» **Work item**
Go through the records below and copy out every line that contains the word "neck".
===== Data extracts =====
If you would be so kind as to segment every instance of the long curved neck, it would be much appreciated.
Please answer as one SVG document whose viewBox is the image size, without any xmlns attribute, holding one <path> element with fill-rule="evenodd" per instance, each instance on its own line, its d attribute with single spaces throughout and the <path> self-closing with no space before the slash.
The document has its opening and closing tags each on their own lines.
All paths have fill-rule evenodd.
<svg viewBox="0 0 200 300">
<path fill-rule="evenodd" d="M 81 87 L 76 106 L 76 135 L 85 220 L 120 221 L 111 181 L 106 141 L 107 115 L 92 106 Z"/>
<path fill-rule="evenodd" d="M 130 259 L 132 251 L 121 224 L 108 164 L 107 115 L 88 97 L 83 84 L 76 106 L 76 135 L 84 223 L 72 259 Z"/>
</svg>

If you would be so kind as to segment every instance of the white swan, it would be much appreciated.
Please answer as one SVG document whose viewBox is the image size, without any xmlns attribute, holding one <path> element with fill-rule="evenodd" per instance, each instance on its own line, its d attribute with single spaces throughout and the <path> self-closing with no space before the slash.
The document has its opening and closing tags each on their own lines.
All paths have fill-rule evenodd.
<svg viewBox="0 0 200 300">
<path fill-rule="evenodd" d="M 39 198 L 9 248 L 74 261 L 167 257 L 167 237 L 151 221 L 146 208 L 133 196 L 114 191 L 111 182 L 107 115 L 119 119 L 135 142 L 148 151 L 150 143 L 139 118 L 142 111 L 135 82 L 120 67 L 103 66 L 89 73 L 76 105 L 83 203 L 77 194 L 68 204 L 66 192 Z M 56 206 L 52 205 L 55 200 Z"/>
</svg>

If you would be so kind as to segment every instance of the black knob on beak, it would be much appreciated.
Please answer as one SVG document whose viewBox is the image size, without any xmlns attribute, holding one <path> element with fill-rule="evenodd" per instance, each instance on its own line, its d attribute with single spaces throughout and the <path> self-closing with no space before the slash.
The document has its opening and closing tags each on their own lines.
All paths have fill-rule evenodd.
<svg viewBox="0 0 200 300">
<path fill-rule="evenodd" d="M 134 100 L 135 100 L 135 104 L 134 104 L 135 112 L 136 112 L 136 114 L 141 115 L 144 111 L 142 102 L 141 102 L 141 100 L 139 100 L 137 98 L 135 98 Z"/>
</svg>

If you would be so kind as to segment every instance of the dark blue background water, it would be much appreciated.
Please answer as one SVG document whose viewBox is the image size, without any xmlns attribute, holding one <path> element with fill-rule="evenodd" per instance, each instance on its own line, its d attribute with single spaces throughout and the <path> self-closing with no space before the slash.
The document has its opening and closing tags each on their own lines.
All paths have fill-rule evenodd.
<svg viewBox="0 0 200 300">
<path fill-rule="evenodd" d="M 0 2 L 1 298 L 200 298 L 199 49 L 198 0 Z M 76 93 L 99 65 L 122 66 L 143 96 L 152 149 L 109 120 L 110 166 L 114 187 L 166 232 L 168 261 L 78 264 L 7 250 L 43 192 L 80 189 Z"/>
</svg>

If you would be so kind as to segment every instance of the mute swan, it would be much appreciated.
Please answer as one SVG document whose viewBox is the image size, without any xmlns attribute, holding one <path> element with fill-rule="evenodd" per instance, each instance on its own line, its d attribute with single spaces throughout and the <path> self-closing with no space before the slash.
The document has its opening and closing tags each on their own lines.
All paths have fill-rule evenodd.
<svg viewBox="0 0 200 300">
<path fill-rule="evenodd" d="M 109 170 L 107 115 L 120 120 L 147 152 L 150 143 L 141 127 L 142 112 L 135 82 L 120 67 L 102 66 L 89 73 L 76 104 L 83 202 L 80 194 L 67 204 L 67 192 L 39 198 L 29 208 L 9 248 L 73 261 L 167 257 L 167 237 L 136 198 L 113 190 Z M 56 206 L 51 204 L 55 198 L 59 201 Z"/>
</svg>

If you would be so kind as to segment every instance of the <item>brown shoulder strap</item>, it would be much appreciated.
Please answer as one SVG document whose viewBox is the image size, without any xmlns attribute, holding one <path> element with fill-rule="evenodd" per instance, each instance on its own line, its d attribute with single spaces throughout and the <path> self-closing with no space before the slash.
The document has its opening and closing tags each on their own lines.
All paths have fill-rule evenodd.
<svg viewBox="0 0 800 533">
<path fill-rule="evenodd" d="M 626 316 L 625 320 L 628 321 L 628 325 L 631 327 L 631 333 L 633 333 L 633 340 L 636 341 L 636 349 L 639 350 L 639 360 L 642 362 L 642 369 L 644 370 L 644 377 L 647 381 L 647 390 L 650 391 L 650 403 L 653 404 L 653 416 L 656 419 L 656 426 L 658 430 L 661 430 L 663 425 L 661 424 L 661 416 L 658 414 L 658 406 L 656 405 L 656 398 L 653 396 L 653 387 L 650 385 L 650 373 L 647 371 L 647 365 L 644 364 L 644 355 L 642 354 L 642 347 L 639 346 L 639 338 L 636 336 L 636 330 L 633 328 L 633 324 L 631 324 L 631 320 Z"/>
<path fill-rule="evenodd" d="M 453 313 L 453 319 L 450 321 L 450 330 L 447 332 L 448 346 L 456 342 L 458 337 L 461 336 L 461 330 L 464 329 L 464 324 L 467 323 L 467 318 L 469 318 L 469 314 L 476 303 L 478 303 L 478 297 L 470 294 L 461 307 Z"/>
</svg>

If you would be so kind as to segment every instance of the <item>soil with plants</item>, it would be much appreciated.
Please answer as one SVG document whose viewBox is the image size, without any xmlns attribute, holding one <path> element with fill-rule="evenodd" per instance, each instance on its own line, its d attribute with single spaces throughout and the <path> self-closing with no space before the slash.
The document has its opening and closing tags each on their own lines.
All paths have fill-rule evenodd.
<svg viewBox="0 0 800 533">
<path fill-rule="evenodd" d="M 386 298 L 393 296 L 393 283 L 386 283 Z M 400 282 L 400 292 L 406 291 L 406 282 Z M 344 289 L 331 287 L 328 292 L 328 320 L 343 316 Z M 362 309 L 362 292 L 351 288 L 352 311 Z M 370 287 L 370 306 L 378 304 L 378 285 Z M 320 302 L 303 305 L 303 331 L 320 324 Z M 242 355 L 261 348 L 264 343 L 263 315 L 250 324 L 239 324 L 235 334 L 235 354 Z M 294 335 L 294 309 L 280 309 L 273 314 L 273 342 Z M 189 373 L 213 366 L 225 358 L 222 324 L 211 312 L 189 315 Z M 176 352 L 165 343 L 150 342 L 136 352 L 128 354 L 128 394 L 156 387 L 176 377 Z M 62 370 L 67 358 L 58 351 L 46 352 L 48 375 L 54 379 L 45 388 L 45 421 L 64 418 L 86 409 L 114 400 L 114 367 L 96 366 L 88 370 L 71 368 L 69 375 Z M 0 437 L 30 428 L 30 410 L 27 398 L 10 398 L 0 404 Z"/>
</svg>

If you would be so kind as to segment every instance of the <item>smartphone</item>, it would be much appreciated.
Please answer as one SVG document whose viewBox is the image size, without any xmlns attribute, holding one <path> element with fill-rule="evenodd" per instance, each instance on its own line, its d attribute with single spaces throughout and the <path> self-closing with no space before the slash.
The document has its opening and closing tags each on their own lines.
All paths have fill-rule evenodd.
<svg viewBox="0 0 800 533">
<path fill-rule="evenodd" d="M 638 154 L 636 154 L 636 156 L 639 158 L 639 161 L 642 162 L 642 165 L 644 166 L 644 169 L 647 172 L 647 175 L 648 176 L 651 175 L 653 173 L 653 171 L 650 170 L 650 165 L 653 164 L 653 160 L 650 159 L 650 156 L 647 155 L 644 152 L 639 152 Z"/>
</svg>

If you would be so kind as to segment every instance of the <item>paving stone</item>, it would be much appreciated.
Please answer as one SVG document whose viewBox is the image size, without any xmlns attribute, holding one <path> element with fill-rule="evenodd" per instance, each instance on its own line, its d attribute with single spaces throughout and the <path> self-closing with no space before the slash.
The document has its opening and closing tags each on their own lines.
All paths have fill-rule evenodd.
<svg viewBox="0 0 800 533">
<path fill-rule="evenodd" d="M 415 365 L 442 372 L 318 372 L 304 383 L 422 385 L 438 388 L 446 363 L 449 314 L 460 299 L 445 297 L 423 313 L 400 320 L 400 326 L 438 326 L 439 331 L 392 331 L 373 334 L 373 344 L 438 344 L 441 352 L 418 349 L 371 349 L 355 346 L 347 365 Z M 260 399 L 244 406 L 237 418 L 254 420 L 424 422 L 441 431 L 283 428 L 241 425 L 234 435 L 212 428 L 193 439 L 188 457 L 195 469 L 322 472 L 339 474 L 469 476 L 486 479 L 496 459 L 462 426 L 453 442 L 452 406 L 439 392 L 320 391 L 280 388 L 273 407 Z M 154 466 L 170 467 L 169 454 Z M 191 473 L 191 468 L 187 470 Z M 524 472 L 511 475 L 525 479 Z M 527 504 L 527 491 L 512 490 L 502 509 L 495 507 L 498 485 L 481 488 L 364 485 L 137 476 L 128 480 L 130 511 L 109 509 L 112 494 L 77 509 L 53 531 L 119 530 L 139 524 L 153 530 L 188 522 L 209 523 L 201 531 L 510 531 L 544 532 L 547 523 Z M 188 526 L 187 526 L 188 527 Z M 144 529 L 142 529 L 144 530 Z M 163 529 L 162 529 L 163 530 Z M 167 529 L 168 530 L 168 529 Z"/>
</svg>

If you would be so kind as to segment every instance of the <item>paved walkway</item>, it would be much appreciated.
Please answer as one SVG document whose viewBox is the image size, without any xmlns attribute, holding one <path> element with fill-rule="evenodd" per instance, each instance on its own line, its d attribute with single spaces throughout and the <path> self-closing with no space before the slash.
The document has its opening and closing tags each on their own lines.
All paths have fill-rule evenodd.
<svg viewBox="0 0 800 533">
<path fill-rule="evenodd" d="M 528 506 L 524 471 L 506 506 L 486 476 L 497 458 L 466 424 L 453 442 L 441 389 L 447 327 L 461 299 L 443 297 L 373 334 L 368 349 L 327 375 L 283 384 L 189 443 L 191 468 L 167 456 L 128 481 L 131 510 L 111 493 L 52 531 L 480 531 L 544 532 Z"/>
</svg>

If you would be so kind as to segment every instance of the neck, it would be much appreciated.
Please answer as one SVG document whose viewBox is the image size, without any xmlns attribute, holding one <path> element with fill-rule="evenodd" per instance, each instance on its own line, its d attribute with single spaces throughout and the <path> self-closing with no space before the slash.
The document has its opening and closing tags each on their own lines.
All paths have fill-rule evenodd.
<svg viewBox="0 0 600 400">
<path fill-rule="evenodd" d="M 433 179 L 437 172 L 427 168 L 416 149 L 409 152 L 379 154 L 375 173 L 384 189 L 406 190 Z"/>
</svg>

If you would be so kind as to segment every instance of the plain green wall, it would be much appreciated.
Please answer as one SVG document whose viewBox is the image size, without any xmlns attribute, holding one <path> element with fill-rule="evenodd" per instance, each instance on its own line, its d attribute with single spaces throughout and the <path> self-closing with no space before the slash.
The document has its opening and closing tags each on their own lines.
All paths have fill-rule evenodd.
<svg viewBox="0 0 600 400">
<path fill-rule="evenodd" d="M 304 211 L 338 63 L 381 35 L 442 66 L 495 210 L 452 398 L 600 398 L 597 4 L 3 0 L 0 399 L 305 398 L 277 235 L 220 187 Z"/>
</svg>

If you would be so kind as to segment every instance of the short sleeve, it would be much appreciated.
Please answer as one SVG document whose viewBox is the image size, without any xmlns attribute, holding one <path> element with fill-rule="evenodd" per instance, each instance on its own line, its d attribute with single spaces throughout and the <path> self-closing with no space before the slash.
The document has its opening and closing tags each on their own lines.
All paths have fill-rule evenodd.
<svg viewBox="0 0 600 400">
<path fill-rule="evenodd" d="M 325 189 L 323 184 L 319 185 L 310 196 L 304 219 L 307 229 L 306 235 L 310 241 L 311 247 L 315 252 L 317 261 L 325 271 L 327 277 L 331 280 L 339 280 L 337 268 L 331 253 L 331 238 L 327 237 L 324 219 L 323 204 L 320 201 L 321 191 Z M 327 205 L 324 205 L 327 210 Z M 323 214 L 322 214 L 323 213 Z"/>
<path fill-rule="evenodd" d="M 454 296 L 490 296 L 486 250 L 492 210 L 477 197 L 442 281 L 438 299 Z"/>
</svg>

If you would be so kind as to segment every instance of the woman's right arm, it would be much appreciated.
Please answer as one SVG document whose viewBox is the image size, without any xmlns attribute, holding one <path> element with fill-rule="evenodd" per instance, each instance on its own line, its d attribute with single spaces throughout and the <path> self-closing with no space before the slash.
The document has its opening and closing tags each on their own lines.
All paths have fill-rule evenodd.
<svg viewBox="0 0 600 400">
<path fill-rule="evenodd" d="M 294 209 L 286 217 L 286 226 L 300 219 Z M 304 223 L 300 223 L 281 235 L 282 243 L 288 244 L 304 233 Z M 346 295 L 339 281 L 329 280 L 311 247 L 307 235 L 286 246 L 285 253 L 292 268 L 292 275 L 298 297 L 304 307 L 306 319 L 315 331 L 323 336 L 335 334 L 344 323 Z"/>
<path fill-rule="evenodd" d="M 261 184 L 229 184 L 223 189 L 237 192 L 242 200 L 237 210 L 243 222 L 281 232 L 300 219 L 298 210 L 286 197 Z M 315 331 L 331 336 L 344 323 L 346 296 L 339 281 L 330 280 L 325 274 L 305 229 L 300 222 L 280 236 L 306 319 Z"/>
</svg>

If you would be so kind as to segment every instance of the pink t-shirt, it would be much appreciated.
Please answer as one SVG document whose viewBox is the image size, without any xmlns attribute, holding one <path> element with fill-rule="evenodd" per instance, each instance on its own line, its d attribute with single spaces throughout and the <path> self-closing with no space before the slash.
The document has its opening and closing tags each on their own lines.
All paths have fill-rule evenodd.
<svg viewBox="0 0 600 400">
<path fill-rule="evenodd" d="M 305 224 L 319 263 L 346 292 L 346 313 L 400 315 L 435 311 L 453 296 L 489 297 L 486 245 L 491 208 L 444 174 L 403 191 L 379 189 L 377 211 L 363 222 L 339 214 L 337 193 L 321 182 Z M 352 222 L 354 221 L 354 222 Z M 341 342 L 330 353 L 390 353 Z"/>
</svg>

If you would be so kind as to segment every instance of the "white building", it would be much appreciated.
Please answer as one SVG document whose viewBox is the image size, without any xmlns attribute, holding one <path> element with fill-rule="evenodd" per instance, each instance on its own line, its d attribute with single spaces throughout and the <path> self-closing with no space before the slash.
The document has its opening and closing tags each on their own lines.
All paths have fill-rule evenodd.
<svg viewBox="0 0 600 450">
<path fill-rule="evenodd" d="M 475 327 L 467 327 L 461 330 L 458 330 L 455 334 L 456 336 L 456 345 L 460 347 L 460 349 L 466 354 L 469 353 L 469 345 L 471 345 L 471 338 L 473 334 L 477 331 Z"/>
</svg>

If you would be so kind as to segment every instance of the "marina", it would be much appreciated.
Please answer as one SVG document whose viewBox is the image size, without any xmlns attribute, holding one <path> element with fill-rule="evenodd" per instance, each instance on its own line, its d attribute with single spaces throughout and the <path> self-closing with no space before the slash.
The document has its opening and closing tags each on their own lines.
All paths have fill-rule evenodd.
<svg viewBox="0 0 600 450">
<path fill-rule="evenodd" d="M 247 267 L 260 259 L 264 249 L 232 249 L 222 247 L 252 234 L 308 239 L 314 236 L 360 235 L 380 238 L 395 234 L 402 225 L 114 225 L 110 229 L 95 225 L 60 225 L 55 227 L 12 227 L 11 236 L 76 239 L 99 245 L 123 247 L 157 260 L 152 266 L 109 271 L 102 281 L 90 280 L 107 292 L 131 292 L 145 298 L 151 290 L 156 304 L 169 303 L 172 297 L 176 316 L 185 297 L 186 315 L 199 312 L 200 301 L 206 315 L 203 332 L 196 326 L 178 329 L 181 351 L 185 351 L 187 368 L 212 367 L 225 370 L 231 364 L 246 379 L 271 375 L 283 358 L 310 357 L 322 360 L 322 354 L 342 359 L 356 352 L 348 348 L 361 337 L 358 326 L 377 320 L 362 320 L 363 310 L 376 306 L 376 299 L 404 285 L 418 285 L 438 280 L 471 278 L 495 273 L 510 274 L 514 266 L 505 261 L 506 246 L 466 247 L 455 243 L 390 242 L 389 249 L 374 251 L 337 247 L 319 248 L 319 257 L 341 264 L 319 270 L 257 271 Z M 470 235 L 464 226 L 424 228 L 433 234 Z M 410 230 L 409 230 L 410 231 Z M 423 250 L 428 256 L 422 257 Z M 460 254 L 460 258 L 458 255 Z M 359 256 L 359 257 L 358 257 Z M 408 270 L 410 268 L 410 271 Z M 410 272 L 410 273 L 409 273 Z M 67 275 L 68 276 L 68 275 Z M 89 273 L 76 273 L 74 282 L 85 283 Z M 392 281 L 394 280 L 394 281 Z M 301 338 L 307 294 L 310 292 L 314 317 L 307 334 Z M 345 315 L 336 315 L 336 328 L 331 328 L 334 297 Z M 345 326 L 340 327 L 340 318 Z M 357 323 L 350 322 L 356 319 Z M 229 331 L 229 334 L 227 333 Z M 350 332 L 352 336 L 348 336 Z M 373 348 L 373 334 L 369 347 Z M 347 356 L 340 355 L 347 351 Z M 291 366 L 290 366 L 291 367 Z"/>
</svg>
=====
» **Answer**
If you would be so kind as to segment every instance of the long curved neck, it would be much appreciated.
If you would be so kind as to segment every instance of the neck, it would be much appreciated.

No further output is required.